Document passage ▸
Bug 1564449

Summary: [UPGRADES] Update pcs' bundles with new images during major upgrade
Product: Red Hat OpenStack Reporter: Yurii Prokulevych <yprokule>
Component: openstack-tripleo-heat-templatesAssignee: Damien Ciabrini <dciabrin>
Status: CLOSED ERRATA QA Contact: Yurii Prokulevych <yprokule>
Severity: high Docs Contact:
Priority: high    
Version: 13.0 (Queens)CC: aherr, astupnik, augol, chjones, jschluet, mandreou, mbultel, mburns, mcornea, michele, mkrcmari, pkomarov, rhel-osp-director-maint
Target Milestone: betaKeywords: Triaged
Target Release: 13.0 (Queens)   
Hardware: Unspecified   
OS: Unspecified   
Whiteboard:
Fixed In Version: openstack-tripleo-heat-templates-8.0.2-3.el7ost Doc Type: If docs needed, set a value
Doc Text:
Story Points: ---
Clone Of: Environment:
Last Closed: 2018-06-27 13:50:52 UTC Type: Bug
Regression: --- Mount Type: ---
Documentation: --- CRM:
Verified Versions: Category: ---
oVirt Team: --- RHEL 7.3 requirements from Atomic Host:
Cloudforms Team: --- Target Upstream Version:
Embargoed:

Description Yurii Prokulevych 2018-04-06 10:26:00 UTC
Description of problem:
-----------------------
During major RHOS upgrade images newer images have own namespace.
This has to handles for pcs* managed services to avoid issue when docker image from current RHOS version is already removed, but is still referenced in bundles.

Data section ▸
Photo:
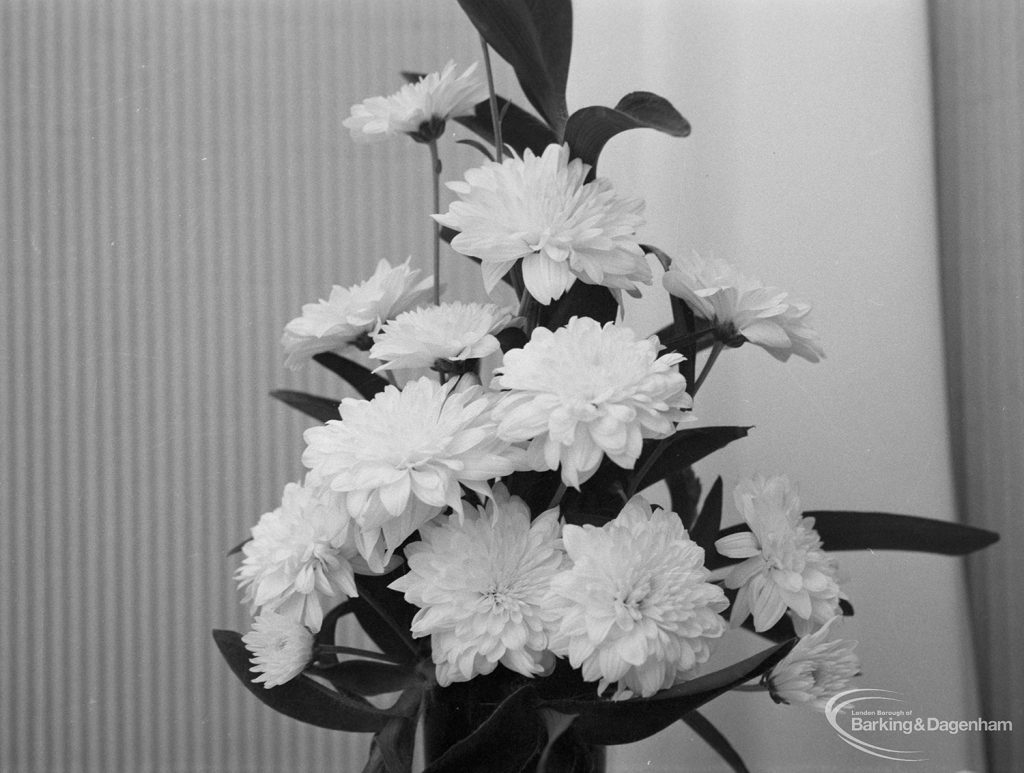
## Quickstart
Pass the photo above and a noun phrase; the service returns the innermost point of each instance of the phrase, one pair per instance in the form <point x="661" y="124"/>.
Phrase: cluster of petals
<point x="784" y="566"/>
<point x="453" y="332"/>
<point x="542" y="210"/>
<point x="402" y="457"/>
<point x="418" y="109"/>
<point x="586" y="390"/>
<point x="281" y="647"/>
<point x="349" y="313"/>
<point x="299" y="559"/>
<point x="635" y="609"/>
<point x="480" y="583"/>
<point x="739" y="305"/>
<point x="814" y="671"/>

What you will do ▸
Print the stretch of the bug report from "Summary: [UPGRADES] Update" through "Release: 13.0 (Queens)" without any change. The records are drawn from a separate source.

Result for this task ▸
Summary: [UPGRADES] Update pcs' bundles with new images during major upgrade
Product: Red Hat OpenStack Reporter: Yurii Prokulevych <yprokule>
Component: openstack-tripleo-heat-templatesAssignee: Damien Ciabrini <dciabrin>
Status: CLOSED ERRATA QA Contact: Yurii Prokulevych <yprokule>
Severity: high Docs Contact:
Priority: high    
Version: 13.0 (Queens)CC: aherr, astupnik, augol, chjones, jschluet, mandreou, mbultel, mburns, mcornea, michele, mkrcmari, pkomarov, rhel-osp-director-maint
Target Milestone: betaKeywords: Triaged
Target Release: 13.0 (Queens)